## Required actions
1 – List every finalist for the superintendent's position that the New Orleans superintendent search article names.
2 – According to the superintendent search article, how long has Stan Smith served as OPSB's Interim Superintendent?
3 – Resume the article on the stalled New Orleans superintendent search, starting right after its final sentence.

>> BEGIN Provided passage

In the News – Superintendent Search Stalled (again)

New Orleans Superintendent Search – Stalled

In Orleans Parish schools, two years of drift, missed opportunities
Stan Smith has been OPSB’s Interim Superintendent for two years, much longer than anyone expected, and longer than what is probably healthy for the district. The Times-Picayune spoke with academics, consultants and school officials, who all say the district is drifting – wasting an opportunity to re-envision itself and possibly to bring the city’s schools back together again.

Impasse on Orleans Parish superintendent search; president criticized for construction contract
At its last meeting, OPSB voted not to proceed with either of the two finalists for the superintendent’s position – Kriner Cash, former Memphis superintendent, and Edmond Heatley, most recently education minister of Bermuda. A third finalist, Veronica Conforme, former New York City schools chief operating officer, dropped out of the running just before the meeting. The meeting was dominated by fallout from the board’s approval of a construction contract that included family members of President Nolan Marshall Jr. as subcontractors on the job. Marshall said he has asked U.S. Attorney Kenneth Polite to investigate the situation to determine if there was any wrongdoing.

>> END Provided passage
>> BEGIN Extracted material

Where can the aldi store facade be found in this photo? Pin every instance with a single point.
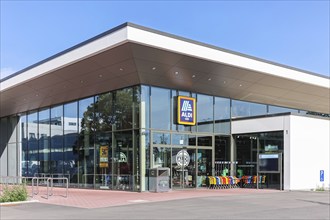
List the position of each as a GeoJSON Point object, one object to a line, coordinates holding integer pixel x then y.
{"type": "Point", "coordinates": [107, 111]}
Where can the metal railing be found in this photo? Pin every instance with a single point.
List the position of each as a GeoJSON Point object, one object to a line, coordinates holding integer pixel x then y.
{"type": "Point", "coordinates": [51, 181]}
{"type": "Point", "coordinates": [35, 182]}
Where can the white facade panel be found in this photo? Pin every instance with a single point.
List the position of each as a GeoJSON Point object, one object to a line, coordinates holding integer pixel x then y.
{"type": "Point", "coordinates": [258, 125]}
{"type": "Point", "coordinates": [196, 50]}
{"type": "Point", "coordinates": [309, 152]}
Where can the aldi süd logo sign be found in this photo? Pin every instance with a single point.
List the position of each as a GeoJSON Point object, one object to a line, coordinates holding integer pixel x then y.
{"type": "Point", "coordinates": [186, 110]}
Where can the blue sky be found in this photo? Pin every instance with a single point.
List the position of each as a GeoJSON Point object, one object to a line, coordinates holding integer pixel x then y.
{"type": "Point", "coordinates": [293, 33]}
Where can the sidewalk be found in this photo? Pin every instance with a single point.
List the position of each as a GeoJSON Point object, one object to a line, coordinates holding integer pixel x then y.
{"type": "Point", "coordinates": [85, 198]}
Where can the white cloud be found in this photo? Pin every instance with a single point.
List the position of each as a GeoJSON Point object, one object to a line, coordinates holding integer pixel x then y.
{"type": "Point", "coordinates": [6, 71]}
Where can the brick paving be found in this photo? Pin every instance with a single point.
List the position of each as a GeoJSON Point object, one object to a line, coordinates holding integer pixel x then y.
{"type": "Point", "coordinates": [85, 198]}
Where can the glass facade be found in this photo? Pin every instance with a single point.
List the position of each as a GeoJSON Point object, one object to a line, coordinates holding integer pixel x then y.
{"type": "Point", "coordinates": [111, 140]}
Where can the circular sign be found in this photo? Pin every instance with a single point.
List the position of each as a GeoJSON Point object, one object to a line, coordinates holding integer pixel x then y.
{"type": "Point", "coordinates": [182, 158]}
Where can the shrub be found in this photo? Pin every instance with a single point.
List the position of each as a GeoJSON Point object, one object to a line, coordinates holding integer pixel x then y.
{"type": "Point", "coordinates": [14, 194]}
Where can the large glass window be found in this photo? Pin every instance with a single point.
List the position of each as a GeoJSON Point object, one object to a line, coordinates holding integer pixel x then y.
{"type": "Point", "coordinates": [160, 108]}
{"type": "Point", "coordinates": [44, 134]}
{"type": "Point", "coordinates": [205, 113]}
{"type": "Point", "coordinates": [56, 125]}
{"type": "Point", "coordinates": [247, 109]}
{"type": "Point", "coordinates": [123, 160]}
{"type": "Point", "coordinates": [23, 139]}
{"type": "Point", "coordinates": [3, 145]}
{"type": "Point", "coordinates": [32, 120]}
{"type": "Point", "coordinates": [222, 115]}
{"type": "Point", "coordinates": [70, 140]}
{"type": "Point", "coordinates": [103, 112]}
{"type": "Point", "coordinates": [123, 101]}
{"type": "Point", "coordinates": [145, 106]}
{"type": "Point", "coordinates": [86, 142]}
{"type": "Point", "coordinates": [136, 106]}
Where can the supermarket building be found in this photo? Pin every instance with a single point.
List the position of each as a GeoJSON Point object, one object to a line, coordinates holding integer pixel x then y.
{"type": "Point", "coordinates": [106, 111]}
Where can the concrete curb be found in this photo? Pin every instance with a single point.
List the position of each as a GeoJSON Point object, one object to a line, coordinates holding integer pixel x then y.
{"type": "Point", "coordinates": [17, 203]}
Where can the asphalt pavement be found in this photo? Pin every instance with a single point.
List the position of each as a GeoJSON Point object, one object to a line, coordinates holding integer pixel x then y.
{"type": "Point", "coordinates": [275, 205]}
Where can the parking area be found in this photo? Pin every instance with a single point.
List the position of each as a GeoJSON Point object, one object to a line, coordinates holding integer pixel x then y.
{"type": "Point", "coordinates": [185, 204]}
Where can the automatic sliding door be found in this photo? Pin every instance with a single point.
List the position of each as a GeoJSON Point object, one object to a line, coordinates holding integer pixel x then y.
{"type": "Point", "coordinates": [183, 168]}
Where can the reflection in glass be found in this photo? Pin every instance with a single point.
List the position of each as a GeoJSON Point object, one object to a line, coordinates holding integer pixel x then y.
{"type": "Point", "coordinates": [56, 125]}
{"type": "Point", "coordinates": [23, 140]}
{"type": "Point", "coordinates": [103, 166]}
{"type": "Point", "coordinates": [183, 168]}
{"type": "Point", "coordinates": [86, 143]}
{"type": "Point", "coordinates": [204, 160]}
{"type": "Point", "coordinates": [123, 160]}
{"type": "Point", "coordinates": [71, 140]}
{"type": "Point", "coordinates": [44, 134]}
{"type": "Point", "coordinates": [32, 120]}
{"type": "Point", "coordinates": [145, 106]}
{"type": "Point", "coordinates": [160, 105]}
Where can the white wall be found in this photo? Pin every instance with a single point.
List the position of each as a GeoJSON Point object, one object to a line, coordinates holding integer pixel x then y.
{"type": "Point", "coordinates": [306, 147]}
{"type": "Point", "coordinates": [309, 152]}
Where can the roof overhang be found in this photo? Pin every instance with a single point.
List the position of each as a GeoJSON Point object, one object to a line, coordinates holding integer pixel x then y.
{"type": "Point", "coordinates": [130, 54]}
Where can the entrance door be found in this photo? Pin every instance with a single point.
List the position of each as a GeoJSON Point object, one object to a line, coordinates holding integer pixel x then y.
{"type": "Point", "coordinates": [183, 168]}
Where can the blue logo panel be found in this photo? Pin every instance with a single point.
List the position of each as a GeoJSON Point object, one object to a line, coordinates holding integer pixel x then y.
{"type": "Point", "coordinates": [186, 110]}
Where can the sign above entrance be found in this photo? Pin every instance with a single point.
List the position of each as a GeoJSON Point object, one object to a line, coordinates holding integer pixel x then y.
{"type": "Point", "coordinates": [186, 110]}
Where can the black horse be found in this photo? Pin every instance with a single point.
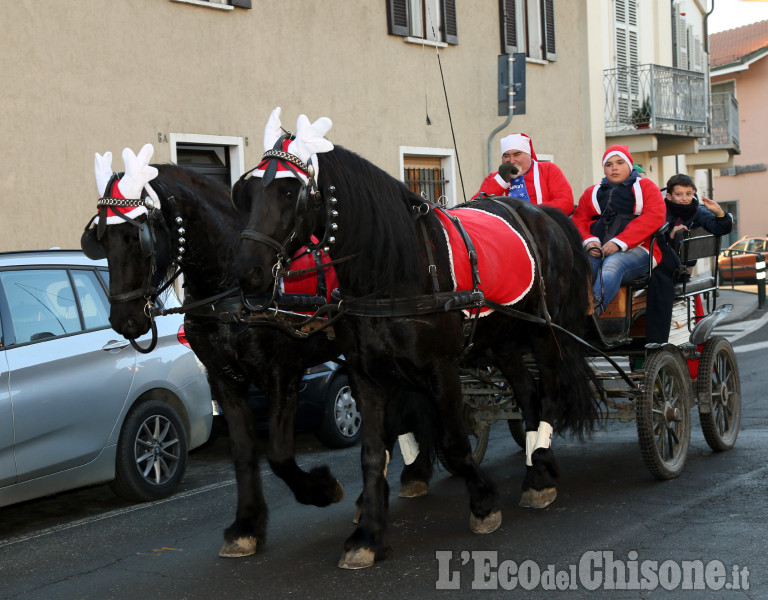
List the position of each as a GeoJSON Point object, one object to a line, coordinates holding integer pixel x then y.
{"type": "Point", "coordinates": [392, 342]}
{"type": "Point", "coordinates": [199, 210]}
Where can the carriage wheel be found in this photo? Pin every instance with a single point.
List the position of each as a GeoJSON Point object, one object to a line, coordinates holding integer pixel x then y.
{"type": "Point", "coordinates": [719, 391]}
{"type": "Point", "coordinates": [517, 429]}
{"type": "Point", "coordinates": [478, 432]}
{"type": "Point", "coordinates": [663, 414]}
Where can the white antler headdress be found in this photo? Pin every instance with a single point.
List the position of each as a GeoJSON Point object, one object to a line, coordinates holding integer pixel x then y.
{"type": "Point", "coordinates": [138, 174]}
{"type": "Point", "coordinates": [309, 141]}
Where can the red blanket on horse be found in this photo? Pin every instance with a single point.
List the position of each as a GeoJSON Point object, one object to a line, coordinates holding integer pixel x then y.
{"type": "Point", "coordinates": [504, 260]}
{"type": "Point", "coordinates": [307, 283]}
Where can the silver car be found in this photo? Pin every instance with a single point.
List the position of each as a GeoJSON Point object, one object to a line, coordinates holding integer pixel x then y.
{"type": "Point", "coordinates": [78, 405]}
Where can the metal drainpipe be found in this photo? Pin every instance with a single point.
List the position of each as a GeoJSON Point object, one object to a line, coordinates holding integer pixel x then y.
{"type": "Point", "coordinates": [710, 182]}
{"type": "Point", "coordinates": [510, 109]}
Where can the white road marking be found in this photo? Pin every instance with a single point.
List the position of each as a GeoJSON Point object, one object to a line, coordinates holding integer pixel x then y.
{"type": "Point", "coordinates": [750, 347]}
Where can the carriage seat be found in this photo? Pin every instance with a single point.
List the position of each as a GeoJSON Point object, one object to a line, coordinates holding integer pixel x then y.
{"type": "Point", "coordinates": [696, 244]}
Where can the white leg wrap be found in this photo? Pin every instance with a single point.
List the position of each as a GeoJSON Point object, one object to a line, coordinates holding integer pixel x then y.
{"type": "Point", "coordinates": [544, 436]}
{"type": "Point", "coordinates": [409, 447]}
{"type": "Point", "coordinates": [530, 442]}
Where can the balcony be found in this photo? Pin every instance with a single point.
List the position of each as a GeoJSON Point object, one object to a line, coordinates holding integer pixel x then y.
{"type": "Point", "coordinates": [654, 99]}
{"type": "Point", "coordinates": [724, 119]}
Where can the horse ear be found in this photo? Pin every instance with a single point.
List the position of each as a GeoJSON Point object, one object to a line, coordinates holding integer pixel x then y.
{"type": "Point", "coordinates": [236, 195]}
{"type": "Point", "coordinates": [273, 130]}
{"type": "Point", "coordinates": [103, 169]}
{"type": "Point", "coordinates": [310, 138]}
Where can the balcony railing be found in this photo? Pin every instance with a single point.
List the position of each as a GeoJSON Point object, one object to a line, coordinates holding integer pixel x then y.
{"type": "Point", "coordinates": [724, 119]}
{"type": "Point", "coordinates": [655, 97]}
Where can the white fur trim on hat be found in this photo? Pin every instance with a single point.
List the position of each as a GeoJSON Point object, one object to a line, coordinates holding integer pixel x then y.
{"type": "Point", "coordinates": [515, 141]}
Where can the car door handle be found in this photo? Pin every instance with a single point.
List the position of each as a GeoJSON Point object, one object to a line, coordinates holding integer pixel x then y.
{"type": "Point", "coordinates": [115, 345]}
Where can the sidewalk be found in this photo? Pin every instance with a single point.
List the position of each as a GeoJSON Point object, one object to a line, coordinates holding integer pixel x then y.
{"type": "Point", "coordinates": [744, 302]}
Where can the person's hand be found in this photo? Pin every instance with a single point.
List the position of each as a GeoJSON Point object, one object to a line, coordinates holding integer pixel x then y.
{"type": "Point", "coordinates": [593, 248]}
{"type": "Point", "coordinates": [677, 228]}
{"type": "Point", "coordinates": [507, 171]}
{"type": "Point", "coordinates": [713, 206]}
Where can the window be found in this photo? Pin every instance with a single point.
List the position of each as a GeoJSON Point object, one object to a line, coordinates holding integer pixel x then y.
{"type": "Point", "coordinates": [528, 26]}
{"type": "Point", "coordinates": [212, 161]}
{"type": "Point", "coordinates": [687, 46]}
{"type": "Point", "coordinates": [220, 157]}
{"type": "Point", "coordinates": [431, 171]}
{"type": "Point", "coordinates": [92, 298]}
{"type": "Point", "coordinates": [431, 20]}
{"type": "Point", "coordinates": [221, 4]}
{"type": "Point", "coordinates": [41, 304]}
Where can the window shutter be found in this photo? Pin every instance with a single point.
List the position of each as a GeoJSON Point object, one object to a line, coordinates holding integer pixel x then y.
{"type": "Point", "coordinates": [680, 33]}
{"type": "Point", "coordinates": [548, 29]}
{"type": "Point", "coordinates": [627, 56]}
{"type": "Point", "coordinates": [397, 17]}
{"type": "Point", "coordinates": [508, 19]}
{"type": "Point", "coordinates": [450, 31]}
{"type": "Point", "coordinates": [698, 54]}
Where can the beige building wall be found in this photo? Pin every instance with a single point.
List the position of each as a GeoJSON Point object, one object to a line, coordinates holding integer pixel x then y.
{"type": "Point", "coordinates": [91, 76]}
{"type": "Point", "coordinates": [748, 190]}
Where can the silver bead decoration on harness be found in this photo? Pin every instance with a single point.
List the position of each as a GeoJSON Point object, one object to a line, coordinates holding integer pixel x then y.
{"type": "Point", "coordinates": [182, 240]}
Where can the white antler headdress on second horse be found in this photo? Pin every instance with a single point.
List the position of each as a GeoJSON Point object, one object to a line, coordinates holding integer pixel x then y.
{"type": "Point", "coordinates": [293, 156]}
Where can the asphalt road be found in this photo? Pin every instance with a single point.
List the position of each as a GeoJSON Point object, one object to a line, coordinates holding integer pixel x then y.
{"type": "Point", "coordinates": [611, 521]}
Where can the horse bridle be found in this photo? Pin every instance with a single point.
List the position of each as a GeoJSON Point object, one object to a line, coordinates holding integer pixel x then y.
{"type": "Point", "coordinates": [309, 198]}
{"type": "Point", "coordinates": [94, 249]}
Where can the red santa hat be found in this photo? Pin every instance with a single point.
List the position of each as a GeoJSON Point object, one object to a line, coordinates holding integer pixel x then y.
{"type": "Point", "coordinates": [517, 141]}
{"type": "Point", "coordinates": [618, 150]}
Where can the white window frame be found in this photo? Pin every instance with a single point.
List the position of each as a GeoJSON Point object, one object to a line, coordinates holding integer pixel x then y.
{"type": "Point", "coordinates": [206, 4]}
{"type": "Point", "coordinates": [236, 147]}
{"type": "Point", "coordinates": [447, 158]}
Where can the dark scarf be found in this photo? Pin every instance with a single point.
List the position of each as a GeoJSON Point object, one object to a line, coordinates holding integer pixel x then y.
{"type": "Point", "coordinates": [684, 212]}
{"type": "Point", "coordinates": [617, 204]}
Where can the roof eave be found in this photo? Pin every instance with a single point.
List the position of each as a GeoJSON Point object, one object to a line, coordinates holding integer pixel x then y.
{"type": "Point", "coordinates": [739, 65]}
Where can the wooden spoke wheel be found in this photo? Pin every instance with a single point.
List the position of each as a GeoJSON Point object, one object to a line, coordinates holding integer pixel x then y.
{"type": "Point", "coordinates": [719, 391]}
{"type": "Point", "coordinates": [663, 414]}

>> END Extracted material

## Answers to the exercises
1 –
Kriner Cash
Edmond Heatley
Veronica Conforme

2 – Two years.

3 –
Radio show erupts into argument between Orleans Parish School Board members
The personal animosity between OPSB President Nolan Marshall Jr. and board member Ira Thomas shone through in a in a recent interview on WBOK radio as the two hurled accusations at one another.

Common Core Updates

Politics do make strange bedfellows:

The Louisiana Association of Educators came out in support of Governor Jindal while Dan Juneau, the former President of the Louisiana Association of Business and Industry for over 25 years, called Bobby Jindal’s attempts to scuttle Common Core “shameful.”

Higher Ed weighs in:

Louisiana’s Board of Regents has advised its colleges of education to continue to prepare teachers to teach to the Common Core.

 It is still about the tests:

As Educate Now! outlined in its recent blog post, the governor cannot force BESE to adopt new standards. His focus is on preventing the state from using test questions developed by a “consortium of states.” This would stop BESE from using PARCC or Smarter Balance test questions that are aligned with Common Core and that allow Louisiana to compare the performance of its students to other students across the country.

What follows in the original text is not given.